Directions for this task: Copy out every line of the records below, requests included, but multiply each point coordinate in the answers by 0.65 and round it to a whole number, rounding halves up. Leave the numbers in the requests unchanged and omit the pictures.

Records supplied:
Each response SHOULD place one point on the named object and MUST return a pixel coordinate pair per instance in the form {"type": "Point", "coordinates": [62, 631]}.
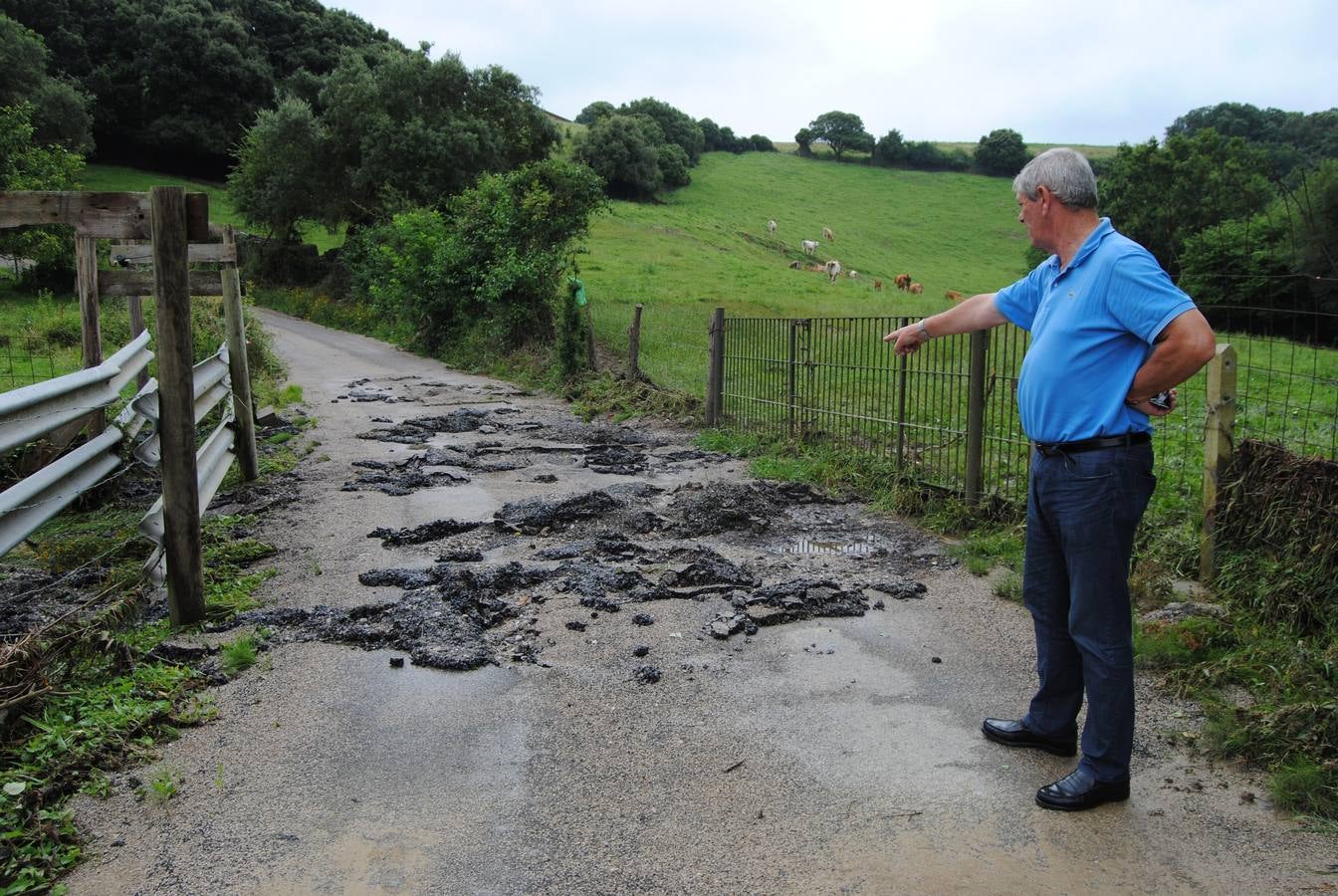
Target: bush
{"type": "Point", "coordinates": [673, 166]}
{"type": "Point", "coordinates": [929, 156]}
{"type": "Point", "coordinates": [494, 258]}
{"type": "Point", "coordinates": [890, 148]}
{"type": "Point", "coordinates": [625, 151]}
{"type": "Point", "coordinates": [1001, 152]}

Complete response:
Each response SHOULD place one point on the named object and MUST return a pixel coordinate pair per instance in the form {"type": "Point", "coordinates": [62, 631]}.
Target: bush
{"type": "Point", "coordinates": [437, 108]}
{"type": "Point", "coordinates": [604, 101]}
{"type": "Point", "coordinates": [321, 168]}
{"type": "Point", "coordinates": [579, 96]}
{"type": "Point", "coordinates": [406, 98]}
{"type": "Point", "coordinates": [651, 99]}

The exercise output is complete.